» **TEXT SEGMENT**
>> Start
## idku one year ago What is going on here? (Stirling's approximation of n!)

1. e.mccormick

Inquiring minds want to know.... what is the rest of this question?

2. idku

Ok, there Stirling's approximation of the factorial $$\large \displaystyle n! {\LARGE\text{ ~}} ~\sqrt{2\pi n}\cdot \left(\frac{n}{e}\right)^n$$ and I take two limits to test how reasonable it is, and this is what I get: $$\large \displaystyle \lim_{n \rightarrow \infty}\left[ \sqrt{2\pi n}\cdot \left(\frac{n}{e}\right)^n~-~n! \right]=-\infty$$ $$\large \displaystyle \lim_{n \rightarrow \infty}\left[ \frac{\sqrt{2\pi n}\cdot \left(\frac{n}{e}\right)^n~}{~n!} \right]=1$$

3. idku

I can see Stirling's is smaller from the first limit, but why is then 2nd limit =1? (btw, the source is wolfram)

4. anonymous

i'm not sure you're first limit is correct.

5. idku
6. idku

wolfram said so

7. idku

And if you subtract Stirling's approximation from factorial: n! - Stirling's approximation , then the limit as n-> infinity , = infinity.

8. idku
9. ikram002p

so basically n! is increasing faster than (n)^{n+1/2} :)

10. ikram002p

@ganeshie8 check this

11. idku

Yes, basically plain factorial is increasing faster than stirlings. I guess for limits as n-> infinity, I can only use stirling in a denominator if I want to shjow convergence.
>> End
» **DATA PROVIDED**
>> Start
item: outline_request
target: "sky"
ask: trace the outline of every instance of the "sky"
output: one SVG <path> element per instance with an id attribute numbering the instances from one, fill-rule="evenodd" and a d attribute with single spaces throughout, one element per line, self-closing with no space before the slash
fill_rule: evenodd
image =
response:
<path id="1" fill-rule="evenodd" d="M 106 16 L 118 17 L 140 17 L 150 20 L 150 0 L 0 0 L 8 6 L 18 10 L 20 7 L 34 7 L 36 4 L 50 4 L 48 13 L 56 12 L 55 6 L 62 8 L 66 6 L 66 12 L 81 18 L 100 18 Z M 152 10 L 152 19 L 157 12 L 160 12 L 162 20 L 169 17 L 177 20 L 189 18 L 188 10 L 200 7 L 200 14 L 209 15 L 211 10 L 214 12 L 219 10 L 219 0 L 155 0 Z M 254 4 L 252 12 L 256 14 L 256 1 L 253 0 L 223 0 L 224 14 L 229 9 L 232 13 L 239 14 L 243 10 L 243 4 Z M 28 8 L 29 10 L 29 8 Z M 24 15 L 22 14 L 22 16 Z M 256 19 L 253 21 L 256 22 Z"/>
>> End
» **EXERCISE DETAILS**
Reproduce the entire thread on Stirling's approximation word for word, with nothing left out or changed. The records have no connection to the thread on Stirling's approximation.

» **SOLVED EXERCISE**
## idku one year ago What is going on here? (Stirling's approximation of n!)

1. e.mccormick

Inquiring minds want to know.... what is the rest of this question?

2. idku

Ok, there Stirling's approximation of the factorial $$\large \displaystyle n! {\LARGE\text{ ~}} ~\sqrt{2\pi n}\cdot \left(\frac{n}{e}\right)^n$$ and I take two limits to test how reasonable it is, and this is what I get: $$\large \displaystyle \lim_{n \rightarrow \infty}\left[ \sqrt{2\pi n}\cdot \left(\frac{n}{e}\right)^n~-~n! \right]=-\infty$$ $$\large \displaystyle \lim_{n \rightarrow \infty}\left[ \frac{\sqrt{2\pi n}\cdot \left(\frac{n}{e}\right)^n~}{~n!} \right]=1$$

3. idku

I can see Stirling's is smaller from the first limit, but why is then 2nd limit =1? (btw, the source is wolfram)

4. anonymous

i'm not sure you're first limit is correct.

5. idku
6. idku

wolfram said so

7. idku

And if you subtract Stirling's approximation from factorial: n! - Stirling's approximation , then the limit as n-> infinity , = infinity.

8. idku
9. ikram002p

so basically n! is increasing faster than (n)^{n+1/2} :)

10. ikram002p

@ganeshie8 check this

11. idku

Yes, basically plain factorial is increasing faster than stirlings. I guess for limits as n-> infinity, I can only use stirling in a denominator if I want to shjow convergence.